Task requirements: Every entry, from the first to the last, should be written out exactly.

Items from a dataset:
++++++++

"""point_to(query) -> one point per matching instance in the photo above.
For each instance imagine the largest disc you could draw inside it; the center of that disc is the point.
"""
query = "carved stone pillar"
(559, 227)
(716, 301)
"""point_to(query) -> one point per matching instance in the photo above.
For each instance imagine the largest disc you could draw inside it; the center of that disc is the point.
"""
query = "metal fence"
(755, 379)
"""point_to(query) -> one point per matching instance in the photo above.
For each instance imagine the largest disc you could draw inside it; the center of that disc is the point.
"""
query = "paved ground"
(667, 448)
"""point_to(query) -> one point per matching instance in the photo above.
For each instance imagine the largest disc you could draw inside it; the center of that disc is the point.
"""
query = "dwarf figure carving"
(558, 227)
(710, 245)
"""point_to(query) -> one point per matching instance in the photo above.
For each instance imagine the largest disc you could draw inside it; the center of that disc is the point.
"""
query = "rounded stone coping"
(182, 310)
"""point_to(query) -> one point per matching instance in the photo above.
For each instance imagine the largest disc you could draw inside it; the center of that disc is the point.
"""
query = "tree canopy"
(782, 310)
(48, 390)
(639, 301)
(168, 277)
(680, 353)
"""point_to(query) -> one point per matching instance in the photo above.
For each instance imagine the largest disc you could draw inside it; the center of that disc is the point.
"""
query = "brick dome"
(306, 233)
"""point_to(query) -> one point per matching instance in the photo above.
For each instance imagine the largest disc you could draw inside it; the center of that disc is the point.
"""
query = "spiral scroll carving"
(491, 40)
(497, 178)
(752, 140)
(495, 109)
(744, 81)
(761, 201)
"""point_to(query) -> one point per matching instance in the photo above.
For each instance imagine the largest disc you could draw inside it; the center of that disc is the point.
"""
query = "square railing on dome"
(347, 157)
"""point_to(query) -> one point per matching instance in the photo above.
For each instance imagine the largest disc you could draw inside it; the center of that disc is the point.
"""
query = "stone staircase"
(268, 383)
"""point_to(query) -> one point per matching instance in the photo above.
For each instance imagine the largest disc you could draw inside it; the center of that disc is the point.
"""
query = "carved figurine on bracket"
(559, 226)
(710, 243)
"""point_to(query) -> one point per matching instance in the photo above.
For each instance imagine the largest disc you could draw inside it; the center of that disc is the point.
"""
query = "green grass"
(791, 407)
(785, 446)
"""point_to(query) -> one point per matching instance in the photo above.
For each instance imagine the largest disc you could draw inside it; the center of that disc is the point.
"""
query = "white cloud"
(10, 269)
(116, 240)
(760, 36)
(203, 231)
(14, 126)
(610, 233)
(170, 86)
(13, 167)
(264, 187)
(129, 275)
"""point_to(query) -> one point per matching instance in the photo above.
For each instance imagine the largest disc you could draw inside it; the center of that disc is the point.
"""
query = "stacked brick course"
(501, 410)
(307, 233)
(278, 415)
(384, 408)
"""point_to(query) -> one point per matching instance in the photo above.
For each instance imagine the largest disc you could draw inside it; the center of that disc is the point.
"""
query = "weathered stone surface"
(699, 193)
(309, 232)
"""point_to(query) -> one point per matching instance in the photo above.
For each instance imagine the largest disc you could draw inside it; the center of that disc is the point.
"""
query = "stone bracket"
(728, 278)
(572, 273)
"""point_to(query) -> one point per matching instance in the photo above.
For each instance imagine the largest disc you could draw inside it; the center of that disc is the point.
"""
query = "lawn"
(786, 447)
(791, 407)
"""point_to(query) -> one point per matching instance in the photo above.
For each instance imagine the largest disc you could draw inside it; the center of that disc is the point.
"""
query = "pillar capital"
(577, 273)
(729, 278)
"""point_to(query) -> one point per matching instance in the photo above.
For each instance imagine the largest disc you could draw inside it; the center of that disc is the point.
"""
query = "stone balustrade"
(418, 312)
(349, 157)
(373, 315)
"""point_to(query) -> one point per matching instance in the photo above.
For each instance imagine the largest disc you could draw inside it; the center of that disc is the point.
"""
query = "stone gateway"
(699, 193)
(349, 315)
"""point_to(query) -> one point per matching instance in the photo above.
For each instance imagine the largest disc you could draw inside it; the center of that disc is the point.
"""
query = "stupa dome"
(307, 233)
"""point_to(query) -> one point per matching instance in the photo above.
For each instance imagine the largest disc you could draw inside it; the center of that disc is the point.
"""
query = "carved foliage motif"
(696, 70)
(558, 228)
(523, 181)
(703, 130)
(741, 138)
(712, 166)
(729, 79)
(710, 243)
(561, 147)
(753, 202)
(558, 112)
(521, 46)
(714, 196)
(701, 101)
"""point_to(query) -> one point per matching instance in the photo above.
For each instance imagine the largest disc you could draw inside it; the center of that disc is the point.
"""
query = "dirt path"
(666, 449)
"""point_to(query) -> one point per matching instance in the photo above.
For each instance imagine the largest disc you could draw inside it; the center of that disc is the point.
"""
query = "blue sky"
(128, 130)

++++++++

Answer area:
"""point_to(query) -> one point per matching instance in the photo above.
For each instance imagine the largest disc you could draw inside it; the center of that disc is the point.
"""
query = "carved stone pillar"
(559, 227)
(716, 301)
"""point_to(query) -> one point per matching instance in the photo above.
For each instance imagine the largest disc you could draw inside it; the center of that disc is the point.
"""
query = "metal fence"
(755, 379)
"""point_to(query) -> one point per matching instance in the photo above.
For each instance imagine the largest disc you could draw inside it; the center of that disc is the point.
"""
query = "paved ground"
(667, 448)
"""point_to(query) -> one point per matching instance in the photo above.
For each instance imagine the largest disc you could draw inside it; the center of that disc is the point.
"""
query = "dwarf figure carving"
(558, 227)
(710, 245)
"""point_to(query) -> one point per matching instance in the photo above.
For each instance imagine the largest disc you could draw inside it; the center of that disc is the point.
"""
query = "rounded stone coping"
(182, 310)
"""point_to(query) -> one point per matching instance in the photo above.
For each instance imagine the largest disc you could draw inside it; the center of that disc is the point.
"""
query = "tree canopy"
(782, 310)
(48, 390)
(639, 301)
(168, 277)
(680, 353)
"""point_to(query) -> one point per matching instance in the photo above.
For each instance imagine the largest disc you could draw inside it; the center of that disc is the point.
"""
query = "brick dome"
(306, 233)
"""point_to(query) -> one point per matching instance in the photo above.
For each instance imagine the largest disc you could draw inside it; the center of that disc is the point.
"""
query = "spiral scroll carving"
(491, 40)
(497, 178)
(752, 140)
(495, 109)
(744, 81)
(761, 201)
"""point_to(query) -> one point per matching instance in the photo above.
For each instance imagine the largest disc you could draw inside it; the center of that disc is the point.
"""
query = "square railing on dome"
(347, 157)
"""point_to(query) -> one point per matching instance in the photo above.
For each instance imagine the largest disc you could draw inside it; the center of that disc is the point.
"""
query = "stone staircase"
(268, 383)
"""point_to(query) -> one point per matching instance in the photo above.
For each instance imagine the largest disc you could draw inside it; the center of that disc is the point.
"""
query = "carved figurine on bracket"
(559, 226)
(710, 243)
"""point_to(query) -> one point per matching instance in the photo above.
For each instance imagine the largest disc you could draw inside it; the center of that disc is the point.
"""
query = "green grass"
(791, 407)
(785, 446)
"""point_to(query) -> one point per matching instance in the photo above.
For each instance imagine the largest disc you could draw inside it; the center of that disc is the point.
"""
query = "white cloud"
(10, 269)
(116, 240)
(760, 36)
(203, 231)
(14, 126)
(610, 233)
(170, 86)
(13, 167)
(264, 187)
(129, 275)
"""point_to(query) -> one point per matching instance in the photo above.
For each instance imagine the largest disc you could draw inside it; the center of that disc is the point.
"""
query = "stacked brick course"
(501, 410)
(307, 233)
(278, 415)
(384, 408)
"""point_to(query) -> one point per matching instance in the photo above.
For each instance imagine the largest disc you could draw inside it; the center of that disc is the point.
"""
query = "weathered stone surface"
(699, 193)
(309, 232)
"""point_to(query) -> one point per matching instance in the photo above.
For each instance imagine the largest disc you could draw inside it; the center of that disc is the point.
"""
query = "stone bracket"
(728, 278)
(572, 273)
"""point_to(query) -> one point per matching instance in the photo above.
For each instance imagine the largest disc you could draw inside it; the center of that disc is the point.
"""
query = "lawn"
(786, 447)
(791, 407)
"""point_to(query) -> one point per matching instance in the photo above.
For each instance imagine the largest disc you could draw inside it; the center of that disc is the point.
"""
query = "pillar capital"
(577, 273)
(729, 278)
"""point_to(query) -> one point per matching instance in the photo above.
For each instance imagine the largest disc you could draw inside it; the center of that disc is the point.
"""
query = "stone balustrade"
(418, 312)
(349, 157)
(373, 315)
"""point_to(query) -> one point per matching instance in the photo above.
For each instance imagine the largest disc you could draw inside it; the center of that disc is the point.
"""
query = "stone gateway"
(699, 193)
(349, 315)
"""point_to(query) -> one point per matching instance in the photo above.
For each instance imagine the largest disc you could draw inside it; the center of that disc is the point.
"""
query = "stupa dome"
(307, 233)
"""point_to(query) -> one point per matching instance in the photo above.
For each instance imagine the largest disc you could draw inside it; the center of that disc is the point.
"""
query = "carved foliage motif"
(696, 70)
(558, 228)
(523, 181)
(703, 130)
(741, 138)
(712, 166)
(729, 79)
(710, 243)
(561, 147)
(753, 202)
(558, 112)
(521, 46)
(714, 196)
(701, 101)
"""point_to(query) -> one point per matching instance in the photo above.
For each instance imagine the largest disc you could draw inside it; the center of that disc is the point.
"""
query = "dirt path"
(666, 449)
"""point_to(query) -> one point per matching instance in the photo above.
For each instance imagine the largest disc you could draw inside it; the center of that disc is the point.
"""
query = "blue sky"
(128, 130)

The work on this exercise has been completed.